This exercise needs the complete data reproduced exactly.

################

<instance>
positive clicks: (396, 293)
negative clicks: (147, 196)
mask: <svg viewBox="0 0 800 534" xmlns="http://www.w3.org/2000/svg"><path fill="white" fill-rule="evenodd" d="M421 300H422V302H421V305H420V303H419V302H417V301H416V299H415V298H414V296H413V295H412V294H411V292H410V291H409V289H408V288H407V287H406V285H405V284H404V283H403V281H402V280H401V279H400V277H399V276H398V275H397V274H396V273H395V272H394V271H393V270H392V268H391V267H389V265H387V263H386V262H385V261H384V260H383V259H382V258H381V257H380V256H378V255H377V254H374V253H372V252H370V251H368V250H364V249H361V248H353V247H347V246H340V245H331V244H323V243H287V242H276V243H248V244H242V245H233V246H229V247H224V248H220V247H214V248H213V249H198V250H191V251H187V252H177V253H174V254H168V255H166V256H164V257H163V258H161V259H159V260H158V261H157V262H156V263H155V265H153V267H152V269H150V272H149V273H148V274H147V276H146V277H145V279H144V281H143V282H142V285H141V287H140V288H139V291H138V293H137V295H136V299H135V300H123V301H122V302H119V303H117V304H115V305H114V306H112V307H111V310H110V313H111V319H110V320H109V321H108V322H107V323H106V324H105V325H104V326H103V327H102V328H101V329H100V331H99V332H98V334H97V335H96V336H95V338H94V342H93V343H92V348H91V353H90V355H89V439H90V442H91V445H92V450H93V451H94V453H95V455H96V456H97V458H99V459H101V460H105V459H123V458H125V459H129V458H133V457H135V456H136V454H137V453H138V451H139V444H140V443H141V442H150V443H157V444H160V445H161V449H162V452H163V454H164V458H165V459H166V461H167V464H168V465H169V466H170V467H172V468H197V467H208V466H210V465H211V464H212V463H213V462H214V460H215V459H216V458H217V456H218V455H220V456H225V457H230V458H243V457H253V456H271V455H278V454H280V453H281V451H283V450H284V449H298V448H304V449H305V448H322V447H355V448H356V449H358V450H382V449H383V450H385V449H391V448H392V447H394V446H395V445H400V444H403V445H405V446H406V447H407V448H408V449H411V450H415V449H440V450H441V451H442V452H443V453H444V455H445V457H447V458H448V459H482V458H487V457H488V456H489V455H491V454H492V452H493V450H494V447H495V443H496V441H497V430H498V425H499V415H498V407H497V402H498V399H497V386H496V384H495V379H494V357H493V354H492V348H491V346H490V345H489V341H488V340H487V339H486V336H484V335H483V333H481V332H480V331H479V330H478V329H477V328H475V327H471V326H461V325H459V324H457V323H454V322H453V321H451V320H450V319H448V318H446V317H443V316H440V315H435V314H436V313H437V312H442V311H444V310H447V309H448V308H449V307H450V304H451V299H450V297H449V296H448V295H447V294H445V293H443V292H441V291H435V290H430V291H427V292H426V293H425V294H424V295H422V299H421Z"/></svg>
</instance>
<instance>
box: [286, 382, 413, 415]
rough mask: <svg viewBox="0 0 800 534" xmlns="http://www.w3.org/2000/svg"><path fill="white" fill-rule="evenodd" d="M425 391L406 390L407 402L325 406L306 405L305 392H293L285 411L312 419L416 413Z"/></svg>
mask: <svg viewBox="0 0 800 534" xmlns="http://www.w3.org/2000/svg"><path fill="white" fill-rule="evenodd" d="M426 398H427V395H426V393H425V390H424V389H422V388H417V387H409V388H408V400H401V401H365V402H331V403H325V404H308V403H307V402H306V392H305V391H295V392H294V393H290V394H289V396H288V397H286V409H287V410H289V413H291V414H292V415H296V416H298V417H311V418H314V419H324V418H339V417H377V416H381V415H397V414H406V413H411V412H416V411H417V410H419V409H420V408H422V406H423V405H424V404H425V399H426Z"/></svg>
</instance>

################

> **TASK RESPONSE**
<instance>
positive clicks: (396, 293)
negative clicks: (147, 196)
mask: <svg viewBox="0 0 800 534" xmlns="http://www.w3.org/2000/svg"><path fill="white" fill-rule="evenodd" d="M421 300H422V302H421V305H420V303H419V302H417V301H416V299H415V298H414V296H413V295H412V294H411V292H410V291H409V289H408V288H407V287H406V285H405V284H404V283H403V281H402V280H401V279H400V277H399V276H398V275H397V274H396V273H395V272H394V271H393V270H392V268H391V267H389V265H387V263H386V262H385V261H384V260H383V259H382V258H381V257H380V256H378V255H377V254H374V253H372V252H370V251H368V250H364V249H361V248H353V247H347V246H340V245H331V244H323V243H287V242H276V243H248V244H242V245H233V246H229V247H224V248H220V247H214V248H213V249H198V250H191V251H187V252H177V253H174V254H168V255H166V256H164V257H163V258H161V259H159V260H158V261H157V262H156V263H155V265H153V267H152V269H150V272H149V273H148V274H147V276H146V277H145V279H144V281H143V282H142V285H141V287H140V288H139V291H138V293H137V295H136V299H135V300H123V301H122V302H119V303H117V304H115V305H114V306H112V307H111V310H110V313H111V319H110V320H109V321H108V322H107V323H106V324H105V325H104V326H103V327H102V328H101V329H100V331H99V332H98V334H97V335H96V336H95V338H94V342H93V343H92V348H91V353H90V355H89V439H90V442H91V445H92V450H93V451H94V453H95V455H96V456H97V458H99V459H101V460H105V459H123V458H125V459H129V458H133V457H135V456H136V454H137V453H138V451H139V444H140V443H141V442H150V443H157V444H160V445H161V449H162V452H163V454H164V458H165V459H166V461H167V464H168V465H169V466H170V467H172V468H197V467H208V466H210V465H211V464H212V463H213V462H214V460H215V459H216V458H217V456H218V455H220V456H225V457H230V458H243V457H253V456H271V455H278V454H280V453H281V451H283V450H284V449H298V448H304V449H305V448H322V447H355V448H356V449H358V450H382V449H383V450H385V449H391V448H392V447H394V446H395V445H400V444H403V445H405V446H406V447H407V448H408V449H411V450H415V449H440V450H441V451H442V452H443V453H444V455H445V457H447V458H448V459H482V458H487V457H488V456H489V455H491V454H492V452H493V450H494V447H495V443H496V441H497V430H498V425H499V415H498V407H497V402H498V399H497V386H496V384H495V379H494V357H493V354H492V348H491V346H490V345H489V341H488V340H487V339H486V336H484V335H483V333H481V332H480V331H479V330H478V329H477V328H475V327H471V326H461V325H459V324H457V323H454V322H453V321H451V320H450V319H448V318H446V317H443V316H440V315H435V314H436V313H437V312H442V311H444V310H447V309H448V308H449V307H450V304H451V299H450V297H449V296H448V295H447V294H445V293H443V292H441V291H435V290H430V291H427V292H426V293H425V294H424V295H422V299H421Z"/></svg>
</instance>
<instance>
box: [286, 382, 413, 415]
rough mask: <svg viewBox="0 0 800 534" xmlns="http://www.w3.org/2000/svg"><path fill="white" fill-rule="evenodd" d="M425 391L406 390L407 402L325 406L306 405L305 392H293L285 411L312 419L416 413Z"/></svg>
mask: <svg viewBox="0 0 800 534" xmlns="http://www.w3.org/2000/svg"><path fill="white" fill-rule="evenodd" d="M426 398H427V395H426V393H425V390H424V389H422V388H417V387H409V388H408V400H401V401H365V402H331V403H325V404H308V403H307V402H306V392H305V391H295V392H294V393H290V394H289V396H288V397H286V409H287V410H289V413H291V414H292V415H296V416H298V417H311V418H314V419H324V418H339V417H377V416H381V415H397V414H406V413H411V412H416V411H417V410H419V409H420V408H422V406H423V405H424V404H425V399H426Z"/></svg>
</instance>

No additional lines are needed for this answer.